*Provided text*:
[Start of section]
It was 1965, and, along with my then-husband and the two tiny daughters who had been born so far, I was having a lively lunch with friends in their cabin here, laughing and talking, the sun streaming in the windows. Down a shadowy hallway was a closed door, behind which the mother of one of the friends was lying in the dark under the covers, apparently so depressed she was unable to move. A psychiatrist neighbor was called in. He walked down the hall and closed the door behind him. I was transfixed, wondering what in the world he was saying to her, how in the world he could make a difference. When he emerged I heard him whisper something about “she’ll be feeling better soon” as he left ( I hadn’t yet heard of psychotropic drugs). It was at that moment that I knew absolutely that I wanted to learn whatever it was he was doing in that room. As soon as we got home to Berkeley I signed up for my first psychology class.
What I suddenly realized on my walk this morning was that there was much more than intellectual curiosity involved in that decision. Why had I never seen that before? What brought it to my attention was a memory from my growing up days unexpectedly popping into my head. I had never put the two together before but I immediately saw the similarities. I think what did it was thinking how dramatic that lunch was made by the extreme lighting: the sunniness of our happy lunch in contrast to the darkness of the room behind the closed door. It brought to mind a similar extreme lighting design, the one that illuminates my entire childhood.
I lived with a cruel aunt and the eight retarded children she cared for on her farm, from the time I was three years old on, and when I was five I began spending the school months in another farmhouse, a tiny boarding school run by well-intentioned but sad remote emigrees from war-torn Europe. Both houses represented darkness to me, made especially noticeable by the lighting change as soon as I crossed the threshold and ran outside. I was always alone but had complete freedom after my chores were done or the school day ended. I was able to run and chatter and sing and explore and lead the happy part of my life outdoors in incredibly beautiful countryside.
The first aha! moment of my life, and probably the most transformative one, happened when I was about six. I had just run out of my aunt’s house, chores finished, and was running along the little dirt road that led to the barn, when I stopped short in front of the road sign that said Slow Children. For some reason at that moment I realized for the very first time that I was not one of the slow ones, I was not like those children in the house, I was different. There was hope for me.
Hope! Hope for me. And that’s what I felt again at that lunch here in the Tetons so many years ago, and didn’t realize it until now. That psychiatrist had somehow made the depressed woman feel better, and before that moment I hadn’t realized such a thing was possible. (You see how naive I was). Maybe the bottomless black hole of utter despair and isolation, that I had assumed everyone teetered on the edge of, was peculiar to me, and thus maybe I could find a way to shrink it, lighten it. When we got back to Berkeley, besides signing up for my first psychology class, I also started looking for my first therapist. Lucky me, I found a good one.
So maybe there is something going on here worthy of the word “vortex.” But then again, the simpler explanation incorporates the compelling, even poetic, words: “random happenstance.”
[End of section]
*Entries supplied*:
[Start of section]
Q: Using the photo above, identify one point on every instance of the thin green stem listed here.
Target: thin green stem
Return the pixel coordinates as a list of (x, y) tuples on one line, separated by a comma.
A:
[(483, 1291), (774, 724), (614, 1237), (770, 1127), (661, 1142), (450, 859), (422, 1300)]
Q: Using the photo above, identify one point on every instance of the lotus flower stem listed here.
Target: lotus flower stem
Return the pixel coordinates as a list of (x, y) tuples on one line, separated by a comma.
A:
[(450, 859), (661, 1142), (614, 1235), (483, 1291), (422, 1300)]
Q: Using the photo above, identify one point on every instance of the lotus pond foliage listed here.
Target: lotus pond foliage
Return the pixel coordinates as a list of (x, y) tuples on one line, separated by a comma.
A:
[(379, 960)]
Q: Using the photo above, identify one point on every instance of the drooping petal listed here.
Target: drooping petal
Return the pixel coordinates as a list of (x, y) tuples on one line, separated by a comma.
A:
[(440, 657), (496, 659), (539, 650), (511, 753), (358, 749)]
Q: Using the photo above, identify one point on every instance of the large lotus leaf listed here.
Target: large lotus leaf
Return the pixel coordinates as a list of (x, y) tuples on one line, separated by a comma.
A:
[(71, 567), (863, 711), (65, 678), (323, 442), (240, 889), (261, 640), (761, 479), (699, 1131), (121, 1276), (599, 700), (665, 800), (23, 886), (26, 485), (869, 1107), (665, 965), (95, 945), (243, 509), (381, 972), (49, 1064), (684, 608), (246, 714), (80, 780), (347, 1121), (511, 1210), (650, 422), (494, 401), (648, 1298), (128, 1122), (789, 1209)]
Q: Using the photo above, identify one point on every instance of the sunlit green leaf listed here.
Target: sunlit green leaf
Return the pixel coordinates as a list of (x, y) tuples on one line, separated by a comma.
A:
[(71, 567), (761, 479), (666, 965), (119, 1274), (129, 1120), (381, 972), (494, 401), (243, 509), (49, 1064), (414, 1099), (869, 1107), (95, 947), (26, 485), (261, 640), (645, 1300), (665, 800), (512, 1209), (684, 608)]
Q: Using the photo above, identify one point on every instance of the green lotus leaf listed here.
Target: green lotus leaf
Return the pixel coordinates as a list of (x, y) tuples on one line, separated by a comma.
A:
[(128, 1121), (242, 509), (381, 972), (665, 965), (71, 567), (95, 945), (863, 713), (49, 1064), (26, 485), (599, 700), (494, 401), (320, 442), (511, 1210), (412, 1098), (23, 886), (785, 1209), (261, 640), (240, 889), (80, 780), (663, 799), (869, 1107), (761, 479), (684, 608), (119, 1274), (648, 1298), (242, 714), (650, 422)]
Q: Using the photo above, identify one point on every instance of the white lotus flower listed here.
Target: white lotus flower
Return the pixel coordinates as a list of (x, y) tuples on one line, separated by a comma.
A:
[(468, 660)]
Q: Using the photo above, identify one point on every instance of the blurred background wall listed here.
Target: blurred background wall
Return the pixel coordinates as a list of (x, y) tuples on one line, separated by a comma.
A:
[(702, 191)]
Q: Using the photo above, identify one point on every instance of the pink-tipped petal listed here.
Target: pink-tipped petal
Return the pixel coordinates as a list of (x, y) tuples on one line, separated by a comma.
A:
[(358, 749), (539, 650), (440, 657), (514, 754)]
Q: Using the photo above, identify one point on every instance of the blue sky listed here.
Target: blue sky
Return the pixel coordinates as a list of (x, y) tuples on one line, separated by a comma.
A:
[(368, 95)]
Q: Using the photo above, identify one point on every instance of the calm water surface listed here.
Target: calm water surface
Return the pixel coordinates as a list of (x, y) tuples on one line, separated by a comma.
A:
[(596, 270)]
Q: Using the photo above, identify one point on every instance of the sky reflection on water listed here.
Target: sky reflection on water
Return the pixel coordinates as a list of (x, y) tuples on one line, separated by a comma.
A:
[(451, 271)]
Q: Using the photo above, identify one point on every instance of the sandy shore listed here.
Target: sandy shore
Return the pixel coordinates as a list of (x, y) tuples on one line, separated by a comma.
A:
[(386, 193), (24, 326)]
[End of section]
*Exercises*:
[1] In the memoir passage, what did the road sign in front of the barn road say?
[2] Write out the stretch of the memoir passage from "Hope! Hope for" through "a good one.", switching "therapist" to "counselor".
Work only from the memoir passage.

*Answers by task*:
[1] Slow Children

[2]
Hope! Hope for me. And that’s what I felt again at that lunch here in the Tetons so many years ago, and didn’t realize it until now. That psychiatrist had somehow made the depressed woman feel better, and before that moment I hadn’t realized such a thing was possible. (You see how naive I was). Maybe the bottomless black hole of utter despair and isolation, that I had assumed everyone teetered on the edge of, was peculiar to me, and thus maybe I could find a way to shrink it, lighten it. When we got back to Berkeley, besides signing up for my first psychology class, I also started looking for my first counselor. Lucky me, I found a good one.